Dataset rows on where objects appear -
○ ○ ○

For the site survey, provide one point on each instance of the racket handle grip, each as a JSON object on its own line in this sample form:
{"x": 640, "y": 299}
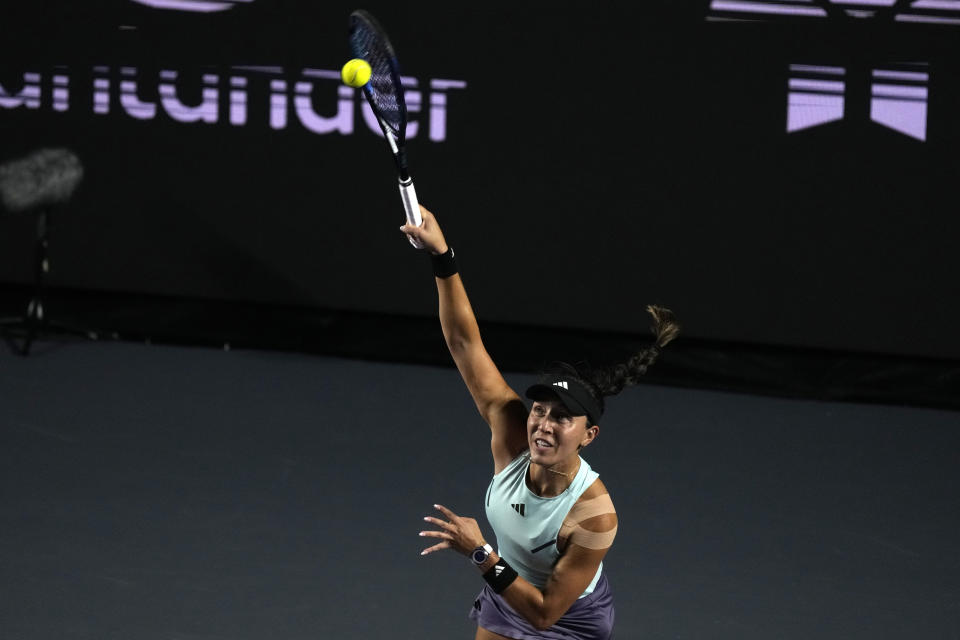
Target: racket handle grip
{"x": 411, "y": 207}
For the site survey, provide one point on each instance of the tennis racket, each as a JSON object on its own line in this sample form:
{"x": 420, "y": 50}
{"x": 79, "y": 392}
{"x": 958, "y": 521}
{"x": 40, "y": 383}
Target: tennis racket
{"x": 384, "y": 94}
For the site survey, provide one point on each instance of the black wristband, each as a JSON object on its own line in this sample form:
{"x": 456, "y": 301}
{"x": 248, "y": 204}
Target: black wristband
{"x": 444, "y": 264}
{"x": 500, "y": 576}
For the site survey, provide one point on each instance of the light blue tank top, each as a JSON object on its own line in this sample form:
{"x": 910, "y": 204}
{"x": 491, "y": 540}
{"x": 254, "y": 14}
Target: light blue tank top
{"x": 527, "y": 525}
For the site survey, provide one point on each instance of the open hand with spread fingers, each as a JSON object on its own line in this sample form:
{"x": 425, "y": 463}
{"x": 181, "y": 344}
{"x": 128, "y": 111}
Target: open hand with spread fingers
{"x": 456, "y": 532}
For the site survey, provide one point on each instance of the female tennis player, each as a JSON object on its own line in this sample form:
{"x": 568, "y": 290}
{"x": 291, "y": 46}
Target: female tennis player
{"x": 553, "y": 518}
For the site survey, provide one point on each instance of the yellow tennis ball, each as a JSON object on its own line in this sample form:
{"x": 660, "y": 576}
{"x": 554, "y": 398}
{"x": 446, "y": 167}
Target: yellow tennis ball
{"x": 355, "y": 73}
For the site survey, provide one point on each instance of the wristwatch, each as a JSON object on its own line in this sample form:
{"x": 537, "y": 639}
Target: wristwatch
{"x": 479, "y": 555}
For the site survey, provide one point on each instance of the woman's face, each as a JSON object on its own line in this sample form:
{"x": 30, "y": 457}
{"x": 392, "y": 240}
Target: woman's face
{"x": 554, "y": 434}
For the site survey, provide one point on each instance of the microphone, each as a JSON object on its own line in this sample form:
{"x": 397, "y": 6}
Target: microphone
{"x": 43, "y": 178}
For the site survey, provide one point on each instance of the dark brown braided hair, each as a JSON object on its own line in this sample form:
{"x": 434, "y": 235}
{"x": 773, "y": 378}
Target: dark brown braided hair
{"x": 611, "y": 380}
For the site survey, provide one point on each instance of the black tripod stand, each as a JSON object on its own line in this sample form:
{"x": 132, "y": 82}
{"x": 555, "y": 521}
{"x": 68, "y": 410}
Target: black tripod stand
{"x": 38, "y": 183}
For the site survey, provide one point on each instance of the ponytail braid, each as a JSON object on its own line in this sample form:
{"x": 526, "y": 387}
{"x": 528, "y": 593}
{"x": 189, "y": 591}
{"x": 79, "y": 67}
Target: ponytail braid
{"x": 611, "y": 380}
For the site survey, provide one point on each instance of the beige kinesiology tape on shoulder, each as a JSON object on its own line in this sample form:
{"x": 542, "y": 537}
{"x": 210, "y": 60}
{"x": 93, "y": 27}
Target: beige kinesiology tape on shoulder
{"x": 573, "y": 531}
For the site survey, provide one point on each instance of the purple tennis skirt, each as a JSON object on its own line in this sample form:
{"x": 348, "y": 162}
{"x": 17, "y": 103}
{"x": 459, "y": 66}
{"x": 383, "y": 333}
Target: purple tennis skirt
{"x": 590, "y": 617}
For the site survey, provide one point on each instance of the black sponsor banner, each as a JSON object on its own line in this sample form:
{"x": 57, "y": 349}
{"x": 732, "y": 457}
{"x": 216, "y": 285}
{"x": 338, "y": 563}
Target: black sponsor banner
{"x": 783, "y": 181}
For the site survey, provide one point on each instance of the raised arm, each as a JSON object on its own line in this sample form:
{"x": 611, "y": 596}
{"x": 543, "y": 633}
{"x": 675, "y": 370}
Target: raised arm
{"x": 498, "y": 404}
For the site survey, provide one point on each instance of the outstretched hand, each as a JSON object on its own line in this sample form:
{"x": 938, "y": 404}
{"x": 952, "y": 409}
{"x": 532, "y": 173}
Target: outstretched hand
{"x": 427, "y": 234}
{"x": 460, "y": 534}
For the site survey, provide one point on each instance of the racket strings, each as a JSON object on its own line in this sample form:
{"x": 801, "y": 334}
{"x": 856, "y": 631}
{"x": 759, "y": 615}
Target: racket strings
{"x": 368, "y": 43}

○ ○ ○

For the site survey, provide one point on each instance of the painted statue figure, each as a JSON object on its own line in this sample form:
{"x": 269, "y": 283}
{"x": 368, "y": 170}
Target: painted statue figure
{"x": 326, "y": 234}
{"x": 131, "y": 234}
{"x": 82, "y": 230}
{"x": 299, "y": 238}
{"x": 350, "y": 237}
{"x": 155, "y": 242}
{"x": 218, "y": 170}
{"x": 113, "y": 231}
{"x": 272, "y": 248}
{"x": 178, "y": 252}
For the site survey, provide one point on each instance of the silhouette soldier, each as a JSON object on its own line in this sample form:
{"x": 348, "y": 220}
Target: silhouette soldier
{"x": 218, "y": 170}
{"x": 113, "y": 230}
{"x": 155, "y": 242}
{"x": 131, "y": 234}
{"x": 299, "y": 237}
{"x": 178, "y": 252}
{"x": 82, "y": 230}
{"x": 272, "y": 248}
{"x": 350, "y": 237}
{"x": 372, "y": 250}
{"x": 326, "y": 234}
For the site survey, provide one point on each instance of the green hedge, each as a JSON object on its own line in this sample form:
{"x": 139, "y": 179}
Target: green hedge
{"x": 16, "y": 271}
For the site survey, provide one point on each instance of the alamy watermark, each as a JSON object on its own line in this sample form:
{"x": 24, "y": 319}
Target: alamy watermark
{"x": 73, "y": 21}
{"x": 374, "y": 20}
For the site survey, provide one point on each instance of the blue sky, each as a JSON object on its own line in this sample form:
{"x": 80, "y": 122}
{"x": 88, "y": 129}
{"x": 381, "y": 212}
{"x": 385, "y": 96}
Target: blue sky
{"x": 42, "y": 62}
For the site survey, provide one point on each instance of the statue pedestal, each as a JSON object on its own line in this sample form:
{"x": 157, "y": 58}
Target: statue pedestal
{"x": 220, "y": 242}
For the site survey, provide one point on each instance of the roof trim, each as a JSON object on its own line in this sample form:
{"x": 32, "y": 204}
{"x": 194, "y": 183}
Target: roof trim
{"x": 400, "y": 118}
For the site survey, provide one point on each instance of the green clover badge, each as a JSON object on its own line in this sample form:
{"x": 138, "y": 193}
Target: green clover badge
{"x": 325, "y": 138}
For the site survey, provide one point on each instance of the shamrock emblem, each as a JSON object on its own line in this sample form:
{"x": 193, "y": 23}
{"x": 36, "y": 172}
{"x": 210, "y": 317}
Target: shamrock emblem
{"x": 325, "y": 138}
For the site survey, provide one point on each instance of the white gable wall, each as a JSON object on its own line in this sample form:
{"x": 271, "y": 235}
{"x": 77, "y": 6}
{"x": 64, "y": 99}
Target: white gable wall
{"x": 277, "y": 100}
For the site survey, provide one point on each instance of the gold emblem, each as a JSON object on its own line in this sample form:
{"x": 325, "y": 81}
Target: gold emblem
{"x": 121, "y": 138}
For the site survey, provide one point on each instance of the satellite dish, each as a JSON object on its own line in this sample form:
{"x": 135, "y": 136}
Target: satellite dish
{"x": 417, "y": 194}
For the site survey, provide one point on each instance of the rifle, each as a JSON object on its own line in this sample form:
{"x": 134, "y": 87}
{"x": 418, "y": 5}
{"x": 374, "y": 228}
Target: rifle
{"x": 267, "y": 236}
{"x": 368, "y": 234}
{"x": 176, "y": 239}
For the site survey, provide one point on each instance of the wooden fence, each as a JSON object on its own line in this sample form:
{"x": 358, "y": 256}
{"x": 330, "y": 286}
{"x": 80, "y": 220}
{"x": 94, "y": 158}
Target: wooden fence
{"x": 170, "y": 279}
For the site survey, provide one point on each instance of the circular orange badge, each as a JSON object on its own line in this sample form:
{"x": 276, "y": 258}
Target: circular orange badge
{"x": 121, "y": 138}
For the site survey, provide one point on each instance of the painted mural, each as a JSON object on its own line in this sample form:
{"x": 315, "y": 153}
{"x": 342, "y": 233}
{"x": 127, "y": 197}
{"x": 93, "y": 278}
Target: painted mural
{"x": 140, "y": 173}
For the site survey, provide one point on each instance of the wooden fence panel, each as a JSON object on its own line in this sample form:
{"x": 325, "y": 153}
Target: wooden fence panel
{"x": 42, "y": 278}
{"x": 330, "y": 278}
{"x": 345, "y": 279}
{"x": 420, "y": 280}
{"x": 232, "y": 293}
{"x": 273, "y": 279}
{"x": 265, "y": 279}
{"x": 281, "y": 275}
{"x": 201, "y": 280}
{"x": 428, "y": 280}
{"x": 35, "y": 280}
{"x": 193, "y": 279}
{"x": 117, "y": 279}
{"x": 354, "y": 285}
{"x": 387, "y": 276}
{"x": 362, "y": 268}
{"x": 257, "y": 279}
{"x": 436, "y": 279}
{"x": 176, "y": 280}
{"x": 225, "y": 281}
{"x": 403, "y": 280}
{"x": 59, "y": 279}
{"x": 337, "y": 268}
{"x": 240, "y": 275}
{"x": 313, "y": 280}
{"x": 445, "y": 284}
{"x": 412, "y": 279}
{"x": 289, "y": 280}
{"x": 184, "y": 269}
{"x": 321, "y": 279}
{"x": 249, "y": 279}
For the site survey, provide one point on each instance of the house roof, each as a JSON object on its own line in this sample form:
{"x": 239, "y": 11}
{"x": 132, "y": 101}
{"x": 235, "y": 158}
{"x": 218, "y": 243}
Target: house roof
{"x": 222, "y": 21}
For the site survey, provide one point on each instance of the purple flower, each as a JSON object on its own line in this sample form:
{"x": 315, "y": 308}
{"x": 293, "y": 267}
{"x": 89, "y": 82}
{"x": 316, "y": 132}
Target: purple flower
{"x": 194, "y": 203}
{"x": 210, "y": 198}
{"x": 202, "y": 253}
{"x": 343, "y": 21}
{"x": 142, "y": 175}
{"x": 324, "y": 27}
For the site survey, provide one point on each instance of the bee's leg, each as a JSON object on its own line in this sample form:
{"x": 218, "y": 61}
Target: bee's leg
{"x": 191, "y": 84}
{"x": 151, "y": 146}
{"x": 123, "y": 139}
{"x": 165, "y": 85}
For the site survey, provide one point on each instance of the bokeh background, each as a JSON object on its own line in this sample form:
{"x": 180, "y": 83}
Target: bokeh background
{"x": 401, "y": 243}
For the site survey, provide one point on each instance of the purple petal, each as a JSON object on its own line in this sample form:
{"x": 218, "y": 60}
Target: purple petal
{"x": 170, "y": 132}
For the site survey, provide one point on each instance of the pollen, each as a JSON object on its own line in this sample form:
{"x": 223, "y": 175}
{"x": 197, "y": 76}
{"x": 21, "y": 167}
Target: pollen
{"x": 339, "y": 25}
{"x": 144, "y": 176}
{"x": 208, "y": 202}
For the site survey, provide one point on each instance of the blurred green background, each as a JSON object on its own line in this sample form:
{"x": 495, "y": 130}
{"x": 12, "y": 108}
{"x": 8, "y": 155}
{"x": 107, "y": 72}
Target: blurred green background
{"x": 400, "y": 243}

○ ○ ○

STATED GOAL -
Pull out each line of the records above that contains the string "gold". Case counts.

EXERCISE SOLUTION -
For the site survey, provide one point on each instance of the gold emblem, each as a JSON object on its own line in this sample form:
Target: gold emblem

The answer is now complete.